- **DATASET CONTENT**:
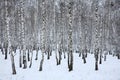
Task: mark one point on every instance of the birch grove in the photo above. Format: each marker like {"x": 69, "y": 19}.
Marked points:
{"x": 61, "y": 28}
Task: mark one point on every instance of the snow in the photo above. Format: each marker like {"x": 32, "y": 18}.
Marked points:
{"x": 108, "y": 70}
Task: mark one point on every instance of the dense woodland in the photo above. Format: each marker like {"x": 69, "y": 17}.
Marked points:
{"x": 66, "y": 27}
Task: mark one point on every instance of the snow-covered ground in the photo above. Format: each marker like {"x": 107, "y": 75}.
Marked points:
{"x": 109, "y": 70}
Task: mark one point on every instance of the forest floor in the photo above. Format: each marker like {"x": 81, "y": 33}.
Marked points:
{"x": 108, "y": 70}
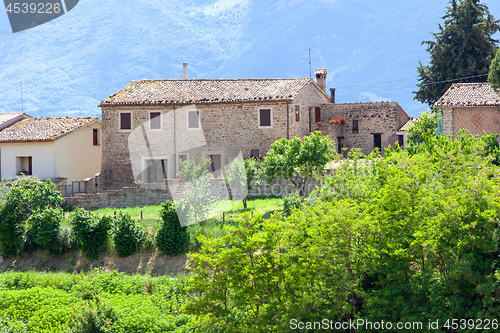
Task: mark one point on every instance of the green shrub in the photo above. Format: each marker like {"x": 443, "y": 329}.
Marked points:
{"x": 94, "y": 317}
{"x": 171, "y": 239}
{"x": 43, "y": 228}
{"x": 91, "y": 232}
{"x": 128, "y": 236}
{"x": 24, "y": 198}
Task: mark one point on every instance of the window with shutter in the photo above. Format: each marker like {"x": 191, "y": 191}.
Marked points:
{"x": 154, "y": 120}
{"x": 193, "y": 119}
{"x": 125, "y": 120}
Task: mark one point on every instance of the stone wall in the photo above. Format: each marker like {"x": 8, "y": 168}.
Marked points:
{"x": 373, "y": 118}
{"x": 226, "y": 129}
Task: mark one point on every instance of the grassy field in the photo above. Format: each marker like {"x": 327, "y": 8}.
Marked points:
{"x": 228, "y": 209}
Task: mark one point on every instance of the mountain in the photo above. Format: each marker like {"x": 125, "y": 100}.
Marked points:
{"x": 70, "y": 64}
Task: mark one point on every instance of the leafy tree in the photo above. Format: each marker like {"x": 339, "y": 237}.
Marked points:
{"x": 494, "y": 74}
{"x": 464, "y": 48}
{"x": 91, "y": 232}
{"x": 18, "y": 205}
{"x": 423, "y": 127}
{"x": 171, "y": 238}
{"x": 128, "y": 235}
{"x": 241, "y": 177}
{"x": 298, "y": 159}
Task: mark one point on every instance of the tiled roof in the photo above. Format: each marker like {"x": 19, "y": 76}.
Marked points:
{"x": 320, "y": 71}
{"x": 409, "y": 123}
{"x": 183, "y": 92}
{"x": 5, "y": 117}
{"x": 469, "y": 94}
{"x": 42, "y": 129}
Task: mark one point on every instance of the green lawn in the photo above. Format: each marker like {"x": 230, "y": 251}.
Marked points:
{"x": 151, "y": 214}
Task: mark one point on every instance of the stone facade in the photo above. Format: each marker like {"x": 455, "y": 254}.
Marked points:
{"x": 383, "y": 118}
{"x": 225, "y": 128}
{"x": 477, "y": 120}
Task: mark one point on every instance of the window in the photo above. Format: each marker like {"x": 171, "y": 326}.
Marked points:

--

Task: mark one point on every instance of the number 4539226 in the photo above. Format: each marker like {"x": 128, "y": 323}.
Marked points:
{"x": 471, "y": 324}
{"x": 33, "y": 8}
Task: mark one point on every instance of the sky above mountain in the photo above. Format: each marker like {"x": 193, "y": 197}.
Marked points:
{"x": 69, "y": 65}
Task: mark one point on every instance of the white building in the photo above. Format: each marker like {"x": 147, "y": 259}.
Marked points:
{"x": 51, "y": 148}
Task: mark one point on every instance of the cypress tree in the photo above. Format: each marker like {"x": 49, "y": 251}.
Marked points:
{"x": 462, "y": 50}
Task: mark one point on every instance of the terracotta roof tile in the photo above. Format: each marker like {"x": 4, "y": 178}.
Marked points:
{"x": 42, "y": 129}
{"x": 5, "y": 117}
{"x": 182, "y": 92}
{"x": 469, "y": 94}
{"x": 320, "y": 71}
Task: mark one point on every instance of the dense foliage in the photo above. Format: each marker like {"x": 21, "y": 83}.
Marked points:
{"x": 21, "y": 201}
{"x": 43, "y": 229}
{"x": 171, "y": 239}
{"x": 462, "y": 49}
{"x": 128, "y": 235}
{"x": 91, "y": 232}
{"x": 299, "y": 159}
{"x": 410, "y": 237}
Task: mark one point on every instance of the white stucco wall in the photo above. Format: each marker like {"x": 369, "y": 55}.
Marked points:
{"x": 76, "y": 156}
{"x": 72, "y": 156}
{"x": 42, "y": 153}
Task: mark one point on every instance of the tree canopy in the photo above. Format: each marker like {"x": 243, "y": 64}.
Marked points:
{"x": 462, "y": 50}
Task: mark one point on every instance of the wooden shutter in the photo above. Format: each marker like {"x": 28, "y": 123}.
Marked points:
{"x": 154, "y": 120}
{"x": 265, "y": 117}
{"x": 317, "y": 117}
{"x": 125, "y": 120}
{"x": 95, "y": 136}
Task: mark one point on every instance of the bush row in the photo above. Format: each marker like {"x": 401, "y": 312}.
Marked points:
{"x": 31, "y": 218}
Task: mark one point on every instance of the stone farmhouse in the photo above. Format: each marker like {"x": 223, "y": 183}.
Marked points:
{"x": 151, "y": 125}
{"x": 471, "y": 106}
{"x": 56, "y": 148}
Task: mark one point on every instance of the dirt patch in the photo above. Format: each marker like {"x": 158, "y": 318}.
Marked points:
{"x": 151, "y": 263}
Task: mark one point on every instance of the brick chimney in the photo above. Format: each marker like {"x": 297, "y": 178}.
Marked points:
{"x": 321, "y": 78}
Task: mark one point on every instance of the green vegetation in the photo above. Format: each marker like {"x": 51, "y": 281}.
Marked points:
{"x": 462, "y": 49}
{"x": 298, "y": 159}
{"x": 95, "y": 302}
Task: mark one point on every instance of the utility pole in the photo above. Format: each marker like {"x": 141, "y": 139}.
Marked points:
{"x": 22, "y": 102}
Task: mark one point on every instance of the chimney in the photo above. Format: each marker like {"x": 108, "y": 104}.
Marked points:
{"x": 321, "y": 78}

- **DO THIS**:
Find each line in the records that contains the string "shutter", and copy those lines out in full.

- **THE REPLY**:
Task: mark one point on every instance of the window with shutter in the photo above. Format: each marker like {"x": 191, "y": 191}.
Task: mark one point on every instance of the wooden shutter in the photo above. Format: each marker like {"x": 28, "y": 123}.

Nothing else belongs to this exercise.